_TEXT PROVIDED_
Whence derived the moxie to risk defying not only centuries of sang froid congealed into short lines, but also the dead march of Cultural Studies whose philistine phalanxes were willing to trample in the dust any art reluctant to prostrate itself before the People’s sovereign right to have its maw stuffed with as much politically correct pap as it could possibly hold?

Probably from the refusal of certain visionaries to write “30” to exercises in futility afflicted by the likelihood of turning off readers not having reached that age, while sending into tailspins of nostalgia numerous others having been around more years than a score and ten and with little more to look forward to than extended panting sessions on mortality’s ever-narrowing strand. Does anyone really doubt that before very long in this new millennium of ours American poetry, whether wholly vers libre-ed out or endlessly rebraided into retro-morphs of the Petrarchan sonnet, will seem to Generation Z as moribund as the dream of Michael Jackson’s to have himself refloated as Coke’s or Pepsi’s King of Pop? Perhaps Frank O’Hara’s City of Poets 2.0, or even 3.0 is finally upon us, having insinuated itself as the vampire matrix of choice in today’s heartland of the Resolutely Undead. In many ways this would be entirely fitting, since as a place of stopped time where zombies on decasyllabic drip continue to re-animate the image of cardiac arrest occurring in an infinite regress of monitors and life screens. Such a frenetic vision of limbo would at least preserve in formaldehyde what in livelier times had been relied upon to keep the blood flowing to each and every vesicle of the body impolitic—living speech.

_AIM_
Copy the passage above on American poetry and living speech word for word, from start to finish.

_GIVEN DATA_
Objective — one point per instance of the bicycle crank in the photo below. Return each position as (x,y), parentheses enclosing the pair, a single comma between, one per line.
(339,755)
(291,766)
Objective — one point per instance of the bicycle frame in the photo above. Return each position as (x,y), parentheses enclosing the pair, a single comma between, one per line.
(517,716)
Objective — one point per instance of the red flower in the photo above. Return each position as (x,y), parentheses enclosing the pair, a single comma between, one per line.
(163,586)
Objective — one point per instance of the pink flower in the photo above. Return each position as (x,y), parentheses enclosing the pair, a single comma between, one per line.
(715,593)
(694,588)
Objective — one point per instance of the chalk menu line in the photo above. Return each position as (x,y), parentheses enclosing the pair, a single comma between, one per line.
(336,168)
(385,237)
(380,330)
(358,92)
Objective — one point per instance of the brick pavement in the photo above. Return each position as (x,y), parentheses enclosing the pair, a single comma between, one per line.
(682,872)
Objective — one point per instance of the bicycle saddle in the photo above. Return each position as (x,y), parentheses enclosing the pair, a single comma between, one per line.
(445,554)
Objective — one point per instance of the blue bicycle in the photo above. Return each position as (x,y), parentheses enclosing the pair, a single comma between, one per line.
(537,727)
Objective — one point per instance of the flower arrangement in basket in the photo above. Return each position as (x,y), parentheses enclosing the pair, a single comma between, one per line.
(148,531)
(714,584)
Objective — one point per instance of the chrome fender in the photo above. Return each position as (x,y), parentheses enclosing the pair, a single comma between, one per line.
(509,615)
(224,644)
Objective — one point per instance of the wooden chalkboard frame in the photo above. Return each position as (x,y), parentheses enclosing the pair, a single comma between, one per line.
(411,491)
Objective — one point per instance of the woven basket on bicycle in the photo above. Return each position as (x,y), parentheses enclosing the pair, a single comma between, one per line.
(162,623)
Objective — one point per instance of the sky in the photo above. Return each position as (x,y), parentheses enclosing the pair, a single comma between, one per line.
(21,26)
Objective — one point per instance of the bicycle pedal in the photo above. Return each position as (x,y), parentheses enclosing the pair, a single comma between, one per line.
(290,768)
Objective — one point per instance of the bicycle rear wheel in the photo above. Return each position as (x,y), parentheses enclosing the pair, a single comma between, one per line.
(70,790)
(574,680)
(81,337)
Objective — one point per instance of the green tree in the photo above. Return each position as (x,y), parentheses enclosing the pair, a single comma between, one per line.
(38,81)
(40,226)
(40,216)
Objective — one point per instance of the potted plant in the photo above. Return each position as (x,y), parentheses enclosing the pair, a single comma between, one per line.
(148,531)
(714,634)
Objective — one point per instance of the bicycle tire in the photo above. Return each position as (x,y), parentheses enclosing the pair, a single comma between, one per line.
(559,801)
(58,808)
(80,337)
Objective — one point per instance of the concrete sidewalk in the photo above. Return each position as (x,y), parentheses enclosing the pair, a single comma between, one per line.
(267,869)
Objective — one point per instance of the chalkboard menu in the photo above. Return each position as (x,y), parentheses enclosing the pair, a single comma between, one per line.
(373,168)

_FULL OUTPUT_
Whence derived the moxie to risk defying not only centuries of sang froid congealed into short lines, but also the dead march of Cultural Studies whose philistine phalanxes were willing to trample in the dust any art reluctant to prostrate itself before the People’s sovereign right to have its maw stuffed with as much politically correct pap as it could possibly hold?

Probably from the refusal of certain visionaries to write “30” to exercises in futility afflicted by the likelihood of turning off readers not having reached that age, while sending into tailspins of nostalgia numerous others having been around more years than a score and ten and with little more to look forward to than extended panting sessions on mortality’s ever-narrowing strand. Does anyone really doubt that before very long in this new millennium of ours American poetry, whether wholly vers libre-ed out or endlessly rebraided into retro-morphs of the Petrarchan sonnet, will seem to Generation Z as moribund as the dream of Michael Jackson’s to have himself refloated as Coke’s or Pepsi’s King of Pop? Perhaps Frank O’Hara’s City of Poets 2.0, or even 3.0 is finally upon us, having insinuated itself as the vampire matrix of choice in today’s heartland of the Resolutely Undead. In many ways this would be entirely fitting, since as a place of stopped time where zombies on decasyllabic drip continue to re-animate the image of cardiac arrest occurring in an infinite regress of monitors and life screens. Such a frenetic vision of limbo would at least preserve in formaldehyde what in livelier times had been relied upon to keep the blood flowing to each and every vesicle of the body impolitic—living speech.